◆ WHAT IS EXPECTED:
Answer these questions using the article on the T. Rowe Price Capital Appreciation fund.
1. In what year did Giroux start co-managing the fund?
2. What kinds of companies was the fund buying in 1999?
3. What returns did the fund post in 1998 and 1999?

◆ DOCUMENT TEXT:
** begin **

Advertisement

Value and diversity may offer shelter from storm

Share
Times Staff Writer

With the stock market gyrating enough to make even the most seasoned investor queasy, it’s nice to know that some stock mutual funds have delivered positive returns year in and year out.

David R. Giroux manages one such fund -- T. Rowe Price Capital Appreciation -- which hasn’t had a losing year since 1990. The fund has returned an average of 11.3% over the last 10 calendar years, beating the 8.3% average total return of the Standard & Poor’s 500 stock index by a wide margin.

Giroux, 32, wasn’t responsible for all of those good years. Although he only started co-managing the fund in 2004, he became an analyst at T. Rowe Price in 1998 and studied under the fund’s long-time manager, Stephen W. Boesel, who handed Giroux the reins when he retired.

Advertisement

Boesel had a simple strategy for success, which Giroux has adopted: Identify what’s hot and avoid it like the plague.

“The fund has a mandate to try to find assets that are worth a dollar and pay 60 cents,” Giroux said. “We really try to stay away from the most speculative portions of the market.”

That strategy has often put the fund a step or two ahead of the stock market as a whole. For instance, in 1999, when nearly everyone seemed to be snapping up technology stocks, Capital Appreciation was buying oil, natural gas and utility companies. The reason: Technology stocks were outrageously expensive, selling for as many as 50 to 100 times earnings. Some highflying companies had no earnings to compare their stock price with. Meanwhile, utilities and commodity companies were selling for a relatively cheap nine times earnings.

“Where you really get killed is when you invest in sectors that are way overvalued,” Giroux said. “If you have the self-control to avoid the hot new thing, you can generate strong, consistent returns over time.”

The historical evidence: When the S&P; 500 index plunged 9% in 2000 (taking dividend payments into accounts), Capital Appreciation delivered a 22.2% return. The following year, when the S&P; fell 12%, the fund returned 10%. And in 2002, when the big-company stock index was down 22%, Capital Appreciation eked out a 0.5% gain.

So what’s the catch?

“When the stock market goes up a lot,” Giroux said, “we’re going to underperform.”

That underperformance can be striking. The fund’s managers weren’t overwhelmed with accolades in 1998 and 1999, when the S&P; 500 delivered total returns of 28% and 21%, respectively. Capital Appreciation plugged along with returns of 5.8% and 7.1%.

Advertisement

“Boesel took a lot of heat in those years because his performance wasn’t keeping up with the markets. But he didn’t waver,” Giroux said. “He bought hard-asset companies that were trading at 50 cents or 60 cents on the dollar.”

The strategy paid off in the end but took remarkable discipline in the short run. Giroux is trying to maintain that discipline. Consequently, when oil and natural gas companies and utility stocks got hot recently, he sold them. His current focus: big, brand-name stocks, such as General Electric Co., Procter & Gamble Co. and insurer American International Group Inc.

** end **

◆ DATA SEGMENT:
** begin **

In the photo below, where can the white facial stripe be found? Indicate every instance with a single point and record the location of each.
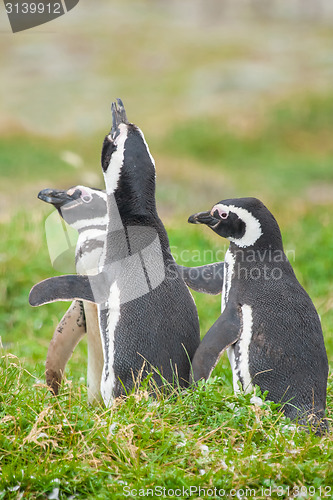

** end **

◆ SOLVED PROBLEM:
1. 2004
2. Oil, natural gas and utility companies
3. 5.8% in 1998 and 7.1% in 1999